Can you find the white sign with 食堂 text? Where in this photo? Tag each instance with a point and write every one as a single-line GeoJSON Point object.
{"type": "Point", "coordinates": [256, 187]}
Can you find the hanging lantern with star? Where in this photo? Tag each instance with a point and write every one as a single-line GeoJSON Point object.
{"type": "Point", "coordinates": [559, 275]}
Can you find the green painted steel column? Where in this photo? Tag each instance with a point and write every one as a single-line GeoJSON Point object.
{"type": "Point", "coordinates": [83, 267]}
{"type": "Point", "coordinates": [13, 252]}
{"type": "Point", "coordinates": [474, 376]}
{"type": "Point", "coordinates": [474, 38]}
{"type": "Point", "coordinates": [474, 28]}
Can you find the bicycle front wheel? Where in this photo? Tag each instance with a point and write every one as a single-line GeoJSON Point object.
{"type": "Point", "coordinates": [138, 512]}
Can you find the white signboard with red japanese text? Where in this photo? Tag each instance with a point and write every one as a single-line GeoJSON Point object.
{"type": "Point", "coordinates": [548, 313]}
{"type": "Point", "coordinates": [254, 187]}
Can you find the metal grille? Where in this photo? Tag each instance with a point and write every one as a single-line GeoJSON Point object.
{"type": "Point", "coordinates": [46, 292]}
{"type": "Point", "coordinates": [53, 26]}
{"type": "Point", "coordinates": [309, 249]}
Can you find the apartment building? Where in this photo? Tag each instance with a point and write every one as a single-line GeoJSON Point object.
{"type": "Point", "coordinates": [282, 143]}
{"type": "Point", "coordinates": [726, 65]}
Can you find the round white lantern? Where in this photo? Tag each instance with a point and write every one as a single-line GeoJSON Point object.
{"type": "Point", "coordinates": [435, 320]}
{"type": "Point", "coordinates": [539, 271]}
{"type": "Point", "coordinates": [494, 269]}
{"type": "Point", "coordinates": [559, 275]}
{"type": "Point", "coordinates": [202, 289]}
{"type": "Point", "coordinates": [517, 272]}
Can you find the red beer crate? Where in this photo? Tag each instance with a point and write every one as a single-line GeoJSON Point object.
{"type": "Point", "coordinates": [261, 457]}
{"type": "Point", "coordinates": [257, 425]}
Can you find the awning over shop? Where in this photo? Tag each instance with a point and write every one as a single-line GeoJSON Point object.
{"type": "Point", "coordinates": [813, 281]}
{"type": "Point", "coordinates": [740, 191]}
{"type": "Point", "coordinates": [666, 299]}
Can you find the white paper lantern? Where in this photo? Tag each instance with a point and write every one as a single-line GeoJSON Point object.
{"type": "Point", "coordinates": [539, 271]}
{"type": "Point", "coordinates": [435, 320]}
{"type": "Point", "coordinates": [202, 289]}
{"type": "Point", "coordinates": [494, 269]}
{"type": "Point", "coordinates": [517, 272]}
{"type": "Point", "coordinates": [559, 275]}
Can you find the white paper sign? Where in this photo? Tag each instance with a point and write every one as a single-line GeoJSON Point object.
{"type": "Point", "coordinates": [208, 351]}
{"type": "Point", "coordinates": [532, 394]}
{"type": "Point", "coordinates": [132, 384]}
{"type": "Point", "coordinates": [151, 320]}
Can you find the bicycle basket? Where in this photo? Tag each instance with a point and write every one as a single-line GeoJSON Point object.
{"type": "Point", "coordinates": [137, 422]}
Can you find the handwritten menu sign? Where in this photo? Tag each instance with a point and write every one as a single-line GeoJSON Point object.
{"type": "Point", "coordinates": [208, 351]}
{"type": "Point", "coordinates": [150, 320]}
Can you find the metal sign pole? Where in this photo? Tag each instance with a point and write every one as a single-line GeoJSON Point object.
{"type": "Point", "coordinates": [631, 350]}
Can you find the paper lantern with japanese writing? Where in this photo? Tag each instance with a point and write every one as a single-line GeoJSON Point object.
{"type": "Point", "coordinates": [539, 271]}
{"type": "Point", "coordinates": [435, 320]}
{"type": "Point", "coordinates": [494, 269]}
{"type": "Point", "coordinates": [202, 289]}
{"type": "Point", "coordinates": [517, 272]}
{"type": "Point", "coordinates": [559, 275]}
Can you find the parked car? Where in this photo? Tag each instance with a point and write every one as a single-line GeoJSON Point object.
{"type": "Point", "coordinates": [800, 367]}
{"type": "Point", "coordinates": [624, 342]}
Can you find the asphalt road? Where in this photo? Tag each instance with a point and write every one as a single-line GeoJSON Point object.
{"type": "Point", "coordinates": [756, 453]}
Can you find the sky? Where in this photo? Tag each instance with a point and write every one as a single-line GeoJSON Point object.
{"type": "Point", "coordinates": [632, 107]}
####
• [YOUR ASSIGNMENT]:
Exact copies of all the lines above are required.

• [RESPONSE AREA]:
Can you find the white sign with 食堂 text? Where in this photo? Tag each instance with a point and write every one as a single-line GeoJSON Point object.
{"type": "Point", "coordinates": [256, 187]}
Can you find the hanging lantern with star? Where in this photo? Tag each instance with a point and write every one as a single-line GeoJSON Point object.
{"type": "Point", "coordinates": [559, 275]}
Can you find the green painted steel column? Where in this photo? Tag each instance with a point and write every one as a single-line GeoJSON Point object.
{"type": "Point", "coordinates": [83, 267]}
{"type": "Point", "coordinates": [13, 252]}
{"type": "Point", "coordinates": [474, 376]}
{"type": "Point", "coordinates": [474, 38]}
{"type": "Point", "coordinates": [474, 28]}
Can you find the bicycle front wheel? Where in this photo? Tag each instance with a point and write every one as a single-line GeoJSON Point object.
{"type": "Point", "coordinates": [138, 512]}
Can you find the white signboard with red japanese text? Where in this photo? Tag each instance with a point and write every one as a single-line GeoJSON Point object.
{"type": "Point", "coordinates": [548, 313]}
{"type": "Point", "coordinates": [254, 187]}
Can you find the metal grille? Where in this photo? Tag each instance with a point and write every one as a single-line GeoJSON Point object.
{"type": "Point", "coordinates": [46, 292]}
{"type": "Point", "coordinates": [53, 26]}
{"type": "Point", "coordinates": [309, 249]}
Can you find the apartment building? Where in this photo? Tag each instance with a point and write every one as a single-line GeoJSON Point object.
{"type": "Point", "coordinates": [282, 143]}
{"type": "Point", "coordinates": [726, 65]}
Can you find the round white lantern? Where in this photo? Tag each instance with a point and write every one as a single-line GeoJSON Point object.
{"type": "Point", "coordinates": [435, 320]}
{"type": "Point", "coordinates": [539, 271]}
{"type": "Point", "coordinates": [494, 269]}
{"type": "Point", "coordinates": [559, 275]}
{"type": "Point", "coordinates": [202, 289]}
{"type": "Point", "coordinates": [517, 272]}
Can you find the red beer crate? Where in this photo? Tag each instance with a point and write every one as a single-line GeoJSON Point object.
{"type": "Point", "coordinates": [261, 457]}
{"type": "Point", "coordinates": [257, 425]}
Can you find the awning over shop? Where in this photo? Tag each instance with a point and write every one as a single-line GeoJSON Point object.
{"type": "Point", "coordinates": [813, 281]}
{"type": "Point", "coordinates": [740, 191]}
{"type": "Point", "coordinates": [666, 299]}
Can you find the white paper lantern? Where in this photo? Tag each instance with a point and write every one as a single-line GeoJSON Point object.
{"type": "Point", "coordinates": [539, 271]}
{"type": "Point", "coordinates": [435, 320]}
{"type": "Point", "coordinates": [202, 289]}
{"type": "Point", "coordinates": [494, 269]}
{"type": "Point", "coordinates": [517, 272]}
{"type": "Point", "coordinates": [559, 275]}
Can you find the white paper sign? Where in this photo? Tag each instance with a point and write every one as a single-line GeoJSON Point object.
{"type": "Point", "coordinates": [208, 351]}
{"type": "Point", "coordinates": [532, 394]}
{"type": "Point", "coordinates": [132, 384]}
{"type": "Point", "coordinates": [151, 320]}
Can you find the bicycle basket? Where in this photo? Tag each instance with a point and write every one as a single-line GeoJSON Point object.
{"type": "Point", "coordinates": [137, 422]}
Can you find the handwritten menu sign? Where in this photo? Tag each instance with a point and write every one as a single-line GeoJSON Point object.
{"type": "Point", "coordinates": [208, 351]}
{"type": "Point", "coordinates": [150, 320]}
Can you find the metal sign pole? Where in this photo? Tag each instance with a point and write every one as a single-line GeoJSON Point object.
{"type": "Point", "coordinates": [631, 350]}
Can you find the paper lantern with japanese writing? Where in this photo? Tag each instance with a point and write every one as a single-line GeoJSON Point object.
{"type": "Point", "coordinates": [539, 271]}
{"type": "Point", "coordinates": [435, 320]}
{"type": "Point", "coordinates": [494, 269]}
{"type": "Point", "coordinates": [202, 289]}
{"type": "Point", "coordinates": [517, 272]}
{"type": "Point", "coordinates": [559, 275]}
Can you find the parked car? Where in this photo? Tag each instance with a point and write every one as a single-line GeoJSON Point object.
{"type": "Point", "coordinates": [800, 367]}
{"type": "Point", "coordinates": [624, 342]}
Can you find the asphalt road? Where in this photo? Tag each instance with a point and write every one as a single-line GeoJSON Point object.
{"type": "Point", "coordinates": [756, 453]}
Can you find the sky? Where in this photo? Tag each instance with a point and write every one as a single-line GeoJSON Point object.
{"type": "Point", "coordinates": [632, 107]}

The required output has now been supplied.